[Items from a data collection]

[START]

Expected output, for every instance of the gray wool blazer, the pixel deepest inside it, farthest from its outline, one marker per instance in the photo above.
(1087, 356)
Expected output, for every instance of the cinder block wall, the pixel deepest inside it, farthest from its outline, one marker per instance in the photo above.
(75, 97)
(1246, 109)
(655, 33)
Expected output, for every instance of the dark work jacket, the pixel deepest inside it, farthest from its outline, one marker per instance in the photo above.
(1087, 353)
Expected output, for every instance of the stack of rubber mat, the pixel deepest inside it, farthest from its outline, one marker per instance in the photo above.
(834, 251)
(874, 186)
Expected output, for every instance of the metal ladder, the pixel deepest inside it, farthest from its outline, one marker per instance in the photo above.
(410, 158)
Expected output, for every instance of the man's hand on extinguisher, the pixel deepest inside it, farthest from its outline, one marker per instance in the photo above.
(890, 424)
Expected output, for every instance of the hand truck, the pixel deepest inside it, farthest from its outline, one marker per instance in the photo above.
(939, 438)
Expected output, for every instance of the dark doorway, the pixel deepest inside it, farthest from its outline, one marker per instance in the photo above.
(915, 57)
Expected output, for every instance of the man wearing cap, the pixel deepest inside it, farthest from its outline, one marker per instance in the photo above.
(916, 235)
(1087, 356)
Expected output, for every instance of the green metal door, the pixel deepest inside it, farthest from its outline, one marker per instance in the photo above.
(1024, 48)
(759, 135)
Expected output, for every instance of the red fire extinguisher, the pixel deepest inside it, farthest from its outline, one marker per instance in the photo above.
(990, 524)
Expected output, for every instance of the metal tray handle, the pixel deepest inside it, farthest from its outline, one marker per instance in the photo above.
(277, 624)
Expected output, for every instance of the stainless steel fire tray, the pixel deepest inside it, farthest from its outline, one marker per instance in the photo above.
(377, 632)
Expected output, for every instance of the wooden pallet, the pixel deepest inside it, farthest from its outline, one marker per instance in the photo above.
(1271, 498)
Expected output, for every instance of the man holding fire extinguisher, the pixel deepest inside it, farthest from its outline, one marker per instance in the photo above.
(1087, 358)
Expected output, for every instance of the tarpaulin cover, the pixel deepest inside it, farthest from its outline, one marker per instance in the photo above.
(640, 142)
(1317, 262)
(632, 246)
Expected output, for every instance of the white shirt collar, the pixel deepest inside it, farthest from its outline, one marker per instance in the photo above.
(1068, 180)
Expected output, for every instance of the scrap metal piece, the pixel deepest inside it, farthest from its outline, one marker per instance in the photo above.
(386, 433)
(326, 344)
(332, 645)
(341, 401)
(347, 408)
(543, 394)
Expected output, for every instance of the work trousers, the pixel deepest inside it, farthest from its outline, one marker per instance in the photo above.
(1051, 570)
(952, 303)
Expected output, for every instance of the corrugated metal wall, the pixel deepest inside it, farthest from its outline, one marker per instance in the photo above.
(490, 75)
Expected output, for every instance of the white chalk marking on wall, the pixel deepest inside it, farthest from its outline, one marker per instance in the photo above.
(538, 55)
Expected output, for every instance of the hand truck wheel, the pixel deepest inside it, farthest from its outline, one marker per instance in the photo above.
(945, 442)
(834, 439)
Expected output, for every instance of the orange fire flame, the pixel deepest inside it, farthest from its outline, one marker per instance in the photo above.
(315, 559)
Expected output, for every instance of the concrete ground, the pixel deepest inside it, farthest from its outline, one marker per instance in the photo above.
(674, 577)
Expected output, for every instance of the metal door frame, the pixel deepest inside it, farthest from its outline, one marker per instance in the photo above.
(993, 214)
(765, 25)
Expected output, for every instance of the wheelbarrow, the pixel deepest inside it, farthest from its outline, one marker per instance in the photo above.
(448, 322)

[END]

* _Problem to solve_
Rewrite all the items above as a numbered list, leaving out any blank lines.

* _Solution to this problem_
1. Expected output, for every instance of the gray wool blazer, the pixel deepest inside it, farthest from its outline, one marker per instance in the photo above.
2. (1087, 356)
3. Expected output, for every instance of the cinder block wall, the pixel deepest inside it, farthest from its outline, one marker per instance in the photo above.
4. (75, 97)
5. (1246, 109)
6. (655, 33)
7. Expected output, for every instance of the dark work jacket, the pixel deepest inside it, farthest from its outline, one marker per instance in the photo above.
8. (1087, 353)
9. Expected output, for every instance of the stack of rubber mat, the pixel deepest inside it, farthest from its outline, one marker per instance in the photo above.
10. (834, 251)
11. (874, 186)
12. Expected output, for every instance of the metal ladder, the pixel deepest inside it, farthest from its outline, one marker per instance in the photo above.
13. (410, 158)
14. Expected output, for every instance of the man's hand on extinguisher, the pixel deepest inside it, farthest from its outline, one marker per instance in the photo above.
15. (890, 424)
16. Expected output, for every instance of the hand truck, the pixel deepest inside it, farthest from its outline, one marker per instance in the photo above.
17. (939, 438)
18. Expected output, for every instance of the dark doorway, the pixel deepest inside it, farthest from its outline, one marker per instance in the photo above.
19. (915, 57)
20. Expected output, for every instance of the man wearing cap, the pixel deepest inside it, farthest from its outline, one marker per instance in the photo above.
21. (916, 235)
22. (1087, 356)
23. Expected output, for every instance of the green metal door, the pixel deepest inside it, farthest from its outline, one marker per instance in the photo above.
24. (1024, 48)
25. (759, 135)
26. Expected output, for every instance of the red fire extinguisher, the pixel deepest inside it, farthest from its outline, one marker per instance in the photo above.
27. (990, 524)
28. Expected output, for every instance of the metal tray handle, the pixel deepest inside it, farthest from its outline, one marker per instance in the photo above.
29. (277, 624)
30. Expected output, for every instance of the stainless steel fire tray, the pixel deepest inside it, farthest from its outline, one marker per instance in the photo above.
31. (377, 632)
32. Expected output, for every instance of the wooden pallet, the pixel deepest inside it, farthest from its outline, one marker per instance in the photo above.
33. (1271, 498)
34. Expected output, for every instance of the man holding fire extinguisher, the pixel deepest inside it, farthest from its outline, one marker per instance in the photo above.
35. (1087, 358)
36. Expected output, for every instance of the tarpaulin cover, the pixel deepest inside it, farthest from its outline, one marker per instance in the photo above.
37. (640, 142)
38. (1317, 262)
39. (632, 246)
40. Expected output, for every instance of the white shirt collar, the pixel deepest inside it, farthest from its outline, one marker per instance in the photo above.
41. (1068, 180)
42. Expected output, for every instance of the scrap metal piece, the pixel deepest inside it, farthest from its outline, one marker per instance in the photo above.
43. (386, 433)
44. (326, 344)
45. (332, 645)
46. (341, 401)
47. (347, 408)
48. (543, 394)
49. Expected output, for every instance of the work trousers, the pixel deepest inside it, farthest from its outline, one marker per instance in the photo above.
50. (1051, 570)
51. (952, 303)
52. Expected output, for every instance of the corrugated metal wall, the pixel deepest inside it, farthest from its outline, one marker per instance in the photo above.
53. (490, 75)
54. Expected output, for every instance of the white chalk marking on wall, the pixel deepest inside it, farthest from its outline, one marker per instance in the photo above.
55. (538, 55)
56. Expected output, for every instance of the hand truck wheel, the pixel deepest inside it, farthest from its outline, one marker per instance in the photo above.
57. (945, 442)
58. (834, 439)
59. Expected output, for every instance of the orange fire flame, the pixel deepest inside it, farthest from its outline, one marker per instance in the photo above.
60. (315, 559)
61. Expected output, for every instance of the concrete ground, the pixel deepest inside it, farthest from its outline, one marker per instance in the photo above.
62. (674, 577)
63. Expected output, for every instance of the metal door frame, the pixel deepest inside it, farthest from its outline, one marker per instance in the photo above.
64. (993, 214)
65. (765, 25)
66. Expected output, for every instance of the wheelbarrow, the pixel deepest inside it, farthest from its outline, one marker per instance in the photo above.
67. (448, 322)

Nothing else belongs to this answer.